**Aim of the task**
Reproduce the whole exchange on negative claims and the burden of evidence word for word.

But then, let's assume for practical purposes that we're not stabbing at the truth but at a practical empirical model that would allow us to make predictions. One that holds to, among other principles, parsimony.
Would you agree that such a model must consider all negative claims to be false by default?
I'm not jumping to radical skepticism because my assumptions are pressed, the person I was responding to was making a positive claim without proof. I think I can have my own assumptions and also note the lack of evidence being offered by the other person.
I think Phoebe said the same to Ross in Friends at one point when it came to the dinosaurs, but even I understood at that age that Ross should have responded that both of them had an obligation to believe whatever the evidence said at this time. That we might update our knowledge doesn't mean we can't have it, as far as I know.
I don't understand how you wouldn't be approximating truth by doing that.
Incorrect. They were making a negative claim. That is a statement about the nonexistence or exclusion of something. Saying something is impossible is not a positive claim, it is a negative one. By definition.
And Ross would be mistaken, clearly, as being wrong in a context that gave you good reasons to think your error was the truth is still being wrong. At least in the absolute terms we speak of here.
What Ross should have said is that this is our best approximation of the truth. And that operating under one's best guess is reasonable.
Oh but it does mean just that. What you think is knowledge isn't knowledge. It's a model. The map is not the territory.
You would, but there is no other possible thing you can do.
Okay, fine. They were making a claim without evidence. There you go. I don't know what the point of this philosophical discussion is, it seems to be fairly trivial.
The point is that you seem to have variable geometry skepticism and it's not a coherent position to hold.
Making negative claims without evidence is perfectly rational in an empiricist framework. The burden of evidence is on positive claims.
As you would have Ross say it is your duty to believe that things are impossible lest they have been demonstrated to be possible. And one doesn't get to escape this just because the belief is inconvenient.

**Data listing**
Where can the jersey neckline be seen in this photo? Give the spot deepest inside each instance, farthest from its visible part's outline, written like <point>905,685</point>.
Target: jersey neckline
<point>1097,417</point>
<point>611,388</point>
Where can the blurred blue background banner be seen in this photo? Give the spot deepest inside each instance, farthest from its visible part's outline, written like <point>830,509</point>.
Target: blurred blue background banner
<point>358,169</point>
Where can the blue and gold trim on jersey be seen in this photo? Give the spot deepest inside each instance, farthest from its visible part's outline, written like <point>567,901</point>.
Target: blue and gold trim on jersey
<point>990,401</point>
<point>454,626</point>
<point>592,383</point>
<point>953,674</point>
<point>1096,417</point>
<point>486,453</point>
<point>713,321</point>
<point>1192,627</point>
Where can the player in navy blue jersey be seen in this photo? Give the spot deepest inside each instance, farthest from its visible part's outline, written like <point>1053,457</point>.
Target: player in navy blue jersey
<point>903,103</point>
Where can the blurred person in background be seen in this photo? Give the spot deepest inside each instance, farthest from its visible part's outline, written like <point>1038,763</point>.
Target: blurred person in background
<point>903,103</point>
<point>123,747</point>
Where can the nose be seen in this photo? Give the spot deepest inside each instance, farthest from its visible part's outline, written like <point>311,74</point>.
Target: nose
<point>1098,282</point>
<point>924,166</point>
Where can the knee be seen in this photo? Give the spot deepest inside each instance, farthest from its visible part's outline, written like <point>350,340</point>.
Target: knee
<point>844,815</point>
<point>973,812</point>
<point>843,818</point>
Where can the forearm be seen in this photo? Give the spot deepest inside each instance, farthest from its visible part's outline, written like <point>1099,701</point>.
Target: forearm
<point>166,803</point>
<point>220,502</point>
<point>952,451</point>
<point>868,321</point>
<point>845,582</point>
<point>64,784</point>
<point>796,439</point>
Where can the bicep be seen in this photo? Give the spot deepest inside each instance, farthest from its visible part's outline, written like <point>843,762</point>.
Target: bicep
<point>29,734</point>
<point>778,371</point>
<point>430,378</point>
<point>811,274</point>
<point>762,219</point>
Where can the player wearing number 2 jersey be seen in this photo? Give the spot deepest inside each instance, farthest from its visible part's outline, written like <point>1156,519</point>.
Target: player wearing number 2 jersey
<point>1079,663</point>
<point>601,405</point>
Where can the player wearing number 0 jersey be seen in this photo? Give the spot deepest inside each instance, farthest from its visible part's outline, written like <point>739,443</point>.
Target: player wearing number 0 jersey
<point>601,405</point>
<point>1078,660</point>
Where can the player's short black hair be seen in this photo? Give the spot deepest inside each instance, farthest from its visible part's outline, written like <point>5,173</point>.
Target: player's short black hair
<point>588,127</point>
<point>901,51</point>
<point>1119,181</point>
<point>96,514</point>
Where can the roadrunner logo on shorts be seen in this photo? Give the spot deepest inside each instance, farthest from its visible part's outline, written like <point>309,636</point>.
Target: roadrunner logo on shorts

**Answer below**
But then, let's assume for practical purposes that we're not stabbing at the truth but at a practical empirical model that would allow us to make predictions. One that holds to, among other principles, parsimony.
Would you agree that such a model must consider all negative claims to be false by default?
I'm not jumping to radical skepticism because my assumptions are pressed, the person I was responding to was making a positive claim without proof. I think I can have my own assumptions and also note the lack of evidence being offered by the other person.
I think Phoebe said the same to Ross in Friends at one point when it came to the dinosaurs, but even I understood at that age that Ross should have responded that both of them had an obligation to believe whatever the evidence said at this time. That we might update our knowledge doesn't mean we can't have it, as far as I know.
I don't understand how you wouldn't be approximating truth by doing that.
Incorrect. They were making a negative claim. That is a statement about the nonexistence or exclusion of something. Saying something is impossible is not a positive claim, it is a negative one. By definition.
And Ross would be mistaken, clearly, as being wrong in a context that gave you good reasons to think your error was the truth is still being wrong. At least in the absolute terms we speak of here.
What Ross should have said is that this is our best approximation of the truth. And that operating under one's best guess is reasonable.
Oh but it does mean just that. What you think is knowledge isn't knowledge. It's a model. The map is not the territory.
You would, but there is no other possible thing you can do.
Okay, fine. They were making a claim without evidence. There you go. I don't know what the point of this philosophical discussion is, it seems to be fairly trivial.
The point is that you seem to have variable geometry skepticism and it's not a coherent position to hold.
Making negative claims without evidence is perfectly rational in an empiricist framework. The burden of evidence is on positive claims.
As you would have Ross say it is your duty to believe that things are impossible lest they have been demonstrated to be possible. And one doesn't get to escape this just because the belief is inconvenient.